[Tasks to carry out]:
[1] Answer these from the article on combat sports, above the material:
(a) What charges was Gervonta Davis arrested on?
(b) In what country was Phil Baroni reportedly arrested?
(c) How many concussed women from domestic violence does the article give for every one concussed NHL player?
[2] Copy everything in the article on combat sports from "And perhaps most" down to "explode or implode.".
[3] Please go on with the article on combat sports from the point where it stops.

[Extracted text]:
============================================================

These past few weeks have been ugly in the world of combat sports.
UFC president Dana White slapped his wife in the head. Twice. On video. His only explanation was extraordinary drunkenness.
The Ultimate Fighter 1 and UFC veteran Stephan Bonnar died of yet unconfirmed causes. He was only in his mid 40’s. With reports noting he had concerns of having the progressive brain disease CTE. Heart health has been mentioned with research shedding new light on the strong connection of heart health issues and past traumatic brain injury.
Boxer Gervonta Davis was arrested on domestic abuse charges.
And perhaps most horrific of all UFC veteran Phil Baroni has reportedly been arrested in Mexico on allegations he battered his partner to death.
Many fighters retire broke and broken. Financial exploitation is rampant. As is drug and alcohol abuse. As is brain trauma. Its like the perfect recipe for a ticking time bomb with the only remaining question whether it will explode or implode.
Its hard to find constructive things to say with serial headlines showing horrific realities in combat sports. But I will try.
Combat sports have a domestic violence problem. Combat sports have a CTE problem. And in a tragic circle domestic violence victims also have a CTE problem. A hidden epidemic of brain harm with researchers noting there are about “4,500 concussed women (from Domestic Violence) for every one concussed NHL player“.
What can be done? Here is a simple start.

============================================================

[Items from a dataset]:
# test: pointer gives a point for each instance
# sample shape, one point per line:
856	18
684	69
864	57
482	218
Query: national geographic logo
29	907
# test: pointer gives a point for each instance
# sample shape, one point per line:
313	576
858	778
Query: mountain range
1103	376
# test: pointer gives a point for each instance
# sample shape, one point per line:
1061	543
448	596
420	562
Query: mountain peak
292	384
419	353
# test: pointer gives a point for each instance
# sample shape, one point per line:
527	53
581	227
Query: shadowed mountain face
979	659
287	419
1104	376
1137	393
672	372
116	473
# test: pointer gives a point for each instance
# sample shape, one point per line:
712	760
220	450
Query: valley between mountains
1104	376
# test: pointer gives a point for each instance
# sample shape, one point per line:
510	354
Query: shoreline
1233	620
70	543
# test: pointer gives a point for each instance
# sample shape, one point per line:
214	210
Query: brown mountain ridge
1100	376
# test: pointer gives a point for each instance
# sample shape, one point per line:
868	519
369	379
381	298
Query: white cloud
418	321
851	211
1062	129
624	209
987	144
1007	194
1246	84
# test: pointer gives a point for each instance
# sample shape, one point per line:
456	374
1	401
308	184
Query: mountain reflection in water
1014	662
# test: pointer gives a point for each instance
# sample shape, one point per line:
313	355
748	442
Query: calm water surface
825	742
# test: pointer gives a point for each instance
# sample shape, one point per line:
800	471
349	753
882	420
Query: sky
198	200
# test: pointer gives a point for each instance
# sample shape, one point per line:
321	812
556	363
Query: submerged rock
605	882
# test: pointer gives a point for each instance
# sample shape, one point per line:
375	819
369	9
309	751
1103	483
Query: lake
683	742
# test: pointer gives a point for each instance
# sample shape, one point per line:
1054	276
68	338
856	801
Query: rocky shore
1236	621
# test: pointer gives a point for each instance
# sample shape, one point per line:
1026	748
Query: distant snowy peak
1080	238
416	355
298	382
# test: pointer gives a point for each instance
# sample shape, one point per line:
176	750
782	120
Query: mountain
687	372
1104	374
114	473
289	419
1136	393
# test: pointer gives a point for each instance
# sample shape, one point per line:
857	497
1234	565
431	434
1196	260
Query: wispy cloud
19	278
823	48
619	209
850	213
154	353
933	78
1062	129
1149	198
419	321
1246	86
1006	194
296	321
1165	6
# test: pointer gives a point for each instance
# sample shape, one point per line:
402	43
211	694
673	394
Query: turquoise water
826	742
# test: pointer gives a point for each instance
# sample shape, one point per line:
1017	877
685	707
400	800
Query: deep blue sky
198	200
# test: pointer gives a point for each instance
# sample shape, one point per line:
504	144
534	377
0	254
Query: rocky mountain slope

============================================================

[Solved tasks]:
[1]
(a) Domestic abuse charges.
(b) Mexico.
(c) About 4,500.

[2]
And perhaps most horrific of all UFC veteran Phil Baroni has reportedly been arrested in Mexico on allegations he battered his partner to death.
Many fighters retire broke and broken. Financial exploitation is rampant. As is drug and alcohol abuse. As is brain trauma. Its like the perfect recipe for a ticking time bomb with the only remaining question whether it will explode or implode.

[3]
If you train in combat sports or if you train others in combat sports please understand brain health. Understand concussion. Understand CTE. Respect brain health and find ways to minimize it.
If combat sports don’t find ways to fix themselves others will find ways to fix them for you. Do better. Stop harming each others brains without reason in training. You don’t ‘practice’ brain trauma.
Find ways to assist research. Scientists need athletes to participate in the professional athletes brain health study. Scientists need fighters to donate their brains. Researchers need domestic violence victims to add to voids in scientific data.
Hold those in your community accountable. Don’t excuse domestic violence. Don’t excuse criminal acts. Don’t look the other way because you are trying to protect the sport.
Find ways to care. Find ways to stomp out abuse. Find ways to make these sports better than where they are right now. There is a lot of room for improvement. But there are a lot of people who can help improve them. Pitch in. If you care for combat sports roll up your sleeves and do your part.